■ **Task directions**: In the data below, find each line that contains the word "keypoint" and copy it.

■ **Records supplied**:

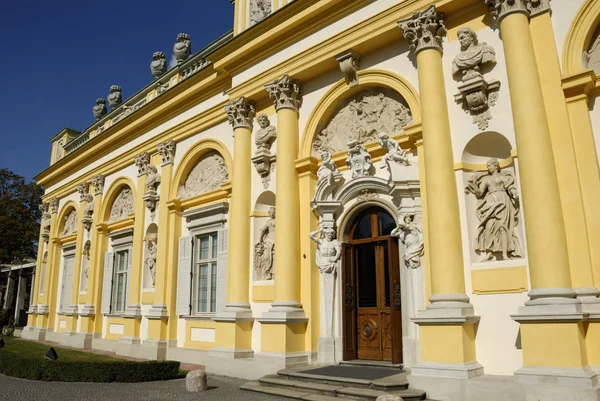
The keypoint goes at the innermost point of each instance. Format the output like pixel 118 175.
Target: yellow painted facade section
pixel 554 344
pixel 449 344
pixel 283 338
pixel 501 280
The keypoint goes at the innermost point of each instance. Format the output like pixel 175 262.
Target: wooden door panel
pixel 368 334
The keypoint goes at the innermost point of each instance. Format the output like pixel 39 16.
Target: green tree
pixel 19 217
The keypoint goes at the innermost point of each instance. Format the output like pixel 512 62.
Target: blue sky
pixel 59 56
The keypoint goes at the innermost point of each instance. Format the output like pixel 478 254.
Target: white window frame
pixel 203 222
pixel 211 263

■ **Answer space**:
The keypoint goes at the innermost point of each instance. Format the output like pixel 118 175.
The keypoint goes at the innermost point of each instance. Format the output like pixel 175 262.
The keypoint goes at the innermost point of each instance. Format the output like pixel 39 16.
The keypoint goes at the innermost point of each instance. Format the output like pixel 512 62.
The keypoint goes at the innermost point of each instance. Format the output like pixel 478 254.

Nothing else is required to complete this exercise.